• _INSTRUCTIONS TO FOLLOW_: The required output is the exact sequence of lines from the line holding "Each instance receives exactly one keypoint. Tag the bird shadow" to the end of the records, inclusive.

(Location annotation dataset excerpts)

┌──

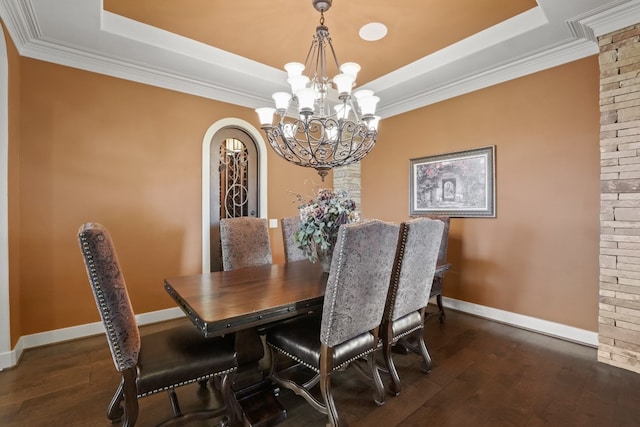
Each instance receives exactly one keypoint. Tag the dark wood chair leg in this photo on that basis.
(115, 411)
(441, 313)
(425, 354)
(130, 397)
(325, 389)
(175, 405)
(391, 369)
(377, 381)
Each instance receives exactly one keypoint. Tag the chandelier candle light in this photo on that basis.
(324, 131)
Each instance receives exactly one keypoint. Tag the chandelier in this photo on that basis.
(321, 124)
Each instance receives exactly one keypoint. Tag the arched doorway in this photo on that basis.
(215, 135)
(233, 183)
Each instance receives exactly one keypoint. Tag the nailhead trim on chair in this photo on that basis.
(101, 300)
(336, 278)
(317, 370)
(206, 377)
(396, 277)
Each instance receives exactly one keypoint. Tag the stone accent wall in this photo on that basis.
(619, 313)
(348, 178)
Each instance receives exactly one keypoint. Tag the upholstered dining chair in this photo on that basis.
(244, 242)
(290, 225)
(410, 290)
(347, 329)
(152, 363)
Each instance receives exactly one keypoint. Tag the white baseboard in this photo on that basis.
(558, 330)
(568, 333)
(11, 358)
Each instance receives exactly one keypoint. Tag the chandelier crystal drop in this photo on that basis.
(321, 124)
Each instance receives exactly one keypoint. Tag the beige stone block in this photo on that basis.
(617, 141)
(629, 284)
(624, 34)
(628, 91)
(626, 311)
(629, 260)
(621, 203)
(616, 252)
(606, 213)
(630, 143)
(619, 126)
(606, 321)
(621, 224)
(625, 296)
(627, 267)
(629, 196)
(630, 65)
(628, 51)
(629, 175)
(626, 132)
(629, 245)
(627, 114)
(608, 117)
(627, 232)
(627, 325)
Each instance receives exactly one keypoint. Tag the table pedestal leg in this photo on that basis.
(254, 393)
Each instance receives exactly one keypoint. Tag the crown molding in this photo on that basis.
(127, 49)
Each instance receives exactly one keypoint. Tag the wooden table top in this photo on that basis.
(228, 301)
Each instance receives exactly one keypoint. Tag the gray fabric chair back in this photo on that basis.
(110, 292)
(358, 281)
(290, 226)
(244, 242)
(418, 248)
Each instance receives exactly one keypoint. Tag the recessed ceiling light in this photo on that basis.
(373, 31)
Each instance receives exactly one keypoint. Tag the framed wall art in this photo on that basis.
(460, 184)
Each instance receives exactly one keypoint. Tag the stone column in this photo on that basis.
(619, 309)
(348, 178)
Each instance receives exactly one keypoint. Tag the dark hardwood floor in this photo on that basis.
(484, 374)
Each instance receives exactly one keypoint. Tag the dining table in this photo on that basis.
(244, 302)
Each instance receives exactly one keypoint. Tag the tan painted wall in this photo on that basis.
(96, 148)
(539, 256)
(13, 187)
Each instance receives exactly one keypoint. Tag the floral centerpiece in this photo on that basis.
(320, 219)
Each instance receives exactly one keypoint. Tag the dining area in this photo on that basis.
(267, 324)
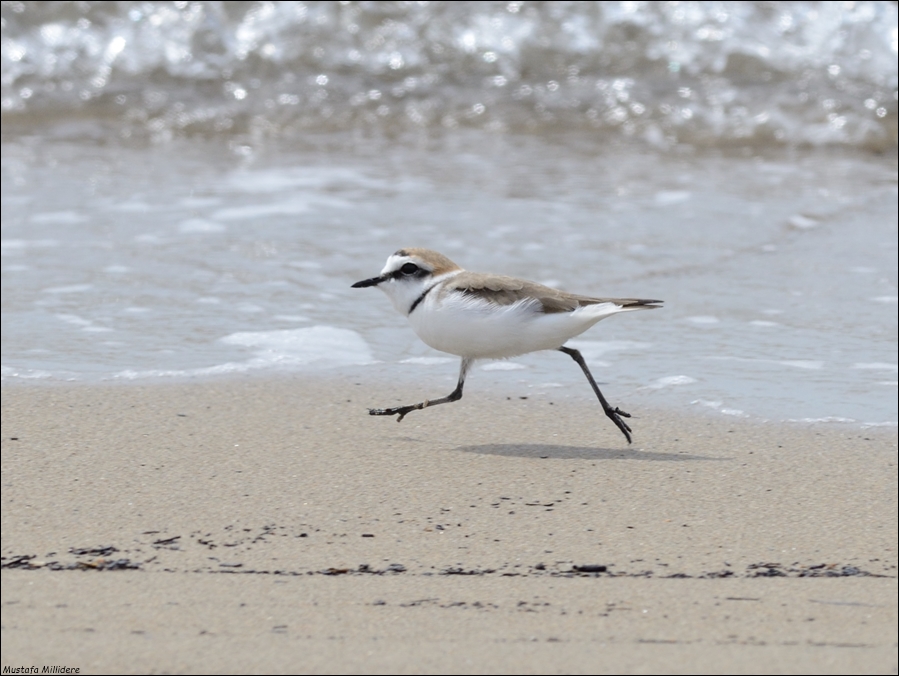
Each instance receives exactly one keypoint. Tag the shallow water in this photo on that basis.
(189, 189)
(779, 273)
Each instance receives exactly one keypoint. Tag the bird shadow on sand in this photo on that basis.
(577, 452)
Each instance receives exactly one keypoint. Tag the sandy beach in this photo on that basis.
(273, 526)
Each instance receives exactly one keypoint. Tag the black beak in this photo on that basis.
(374, 281)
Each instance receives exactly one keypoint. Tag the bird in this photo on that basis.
(476, 315)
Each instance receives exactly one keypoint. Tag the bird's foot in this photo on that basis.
(399, 411)
(614, 415)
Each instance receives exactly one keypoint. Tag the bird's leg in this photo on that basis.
(455, 395)
(613, 413)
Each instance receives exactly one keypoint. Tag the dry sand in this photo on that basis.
(273, 526)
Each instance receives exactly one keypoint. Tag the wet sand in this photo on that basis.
(273, 526)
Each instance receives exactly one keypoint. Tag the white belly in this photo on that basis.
(479, 330)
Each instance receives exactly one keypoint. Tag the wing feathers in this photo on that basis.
(504, 290)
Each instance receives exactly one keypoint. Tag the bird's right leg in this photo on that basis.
(455, 395)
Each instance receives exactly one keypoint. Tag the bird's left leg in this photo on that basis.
(614, 414)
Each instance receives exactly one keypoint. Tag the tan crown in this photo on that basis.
(437, 262)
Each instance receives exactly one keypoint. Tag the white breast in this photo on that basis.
(470, 327)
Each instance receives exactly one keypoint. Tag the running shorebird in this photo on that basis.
(484, 316)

└──

• _RESPONSE TO THE TASK_:
Each instance receives exactly one keypoint. Tag the bird shadow on sand in this photo on that basis.
(577, 452)
Each instance receives exactly one keypoint. Tag the sandy beach in this photo on that basis.
(273, 526)
Each instance receives exactly one keypoint. Tag the black beak in this photo on that basis.
(374, 281)
Each instance receives exactly one keypoint. Tag the bird in this photo on that basis.
(476, 315)
Each instance receives exactly one keypoint. Tag the bird's foot in this photo on that basis.
(399, 411)
(614, 415)
Each instance receives exactly one keypoint. Tag the bird's leg in this photo on that basis.
(455, 395)
(613, 413)
Each instance receives exactly one keypoint. Tag the dry sand in this photo on that basis.
(273, 526)
Each instance receives exactly one keypoint. Tag the wet sand in this photo on that basis.
(273, 526)
Each instance receives exactly one keypoint. Tag the white belly in this photo on that basis.
(479, 330)
Each instance receives exactly one keypoint. Tag the wing feathers in this photo on that basis.
(504, 290)
Each instance receives exactly one keypoint. Tag the bird's right leg in this photo on that basis.
(455, 395)
Each instance receives exactly one keypoint. Tag the bird's left leg in this photo on that basis.
(614, 414)
Each instance receives exactly one keypoint. Tag the tan crown in this photo on that basis.
(437, 262)
Each instance receives exactly one keypoint. Tag the white breast in this photo on that basis.
(470, 327)
Each instance receives exactly one keypoint. Tag the running shorebird in this photo on that basis.
(484, 316)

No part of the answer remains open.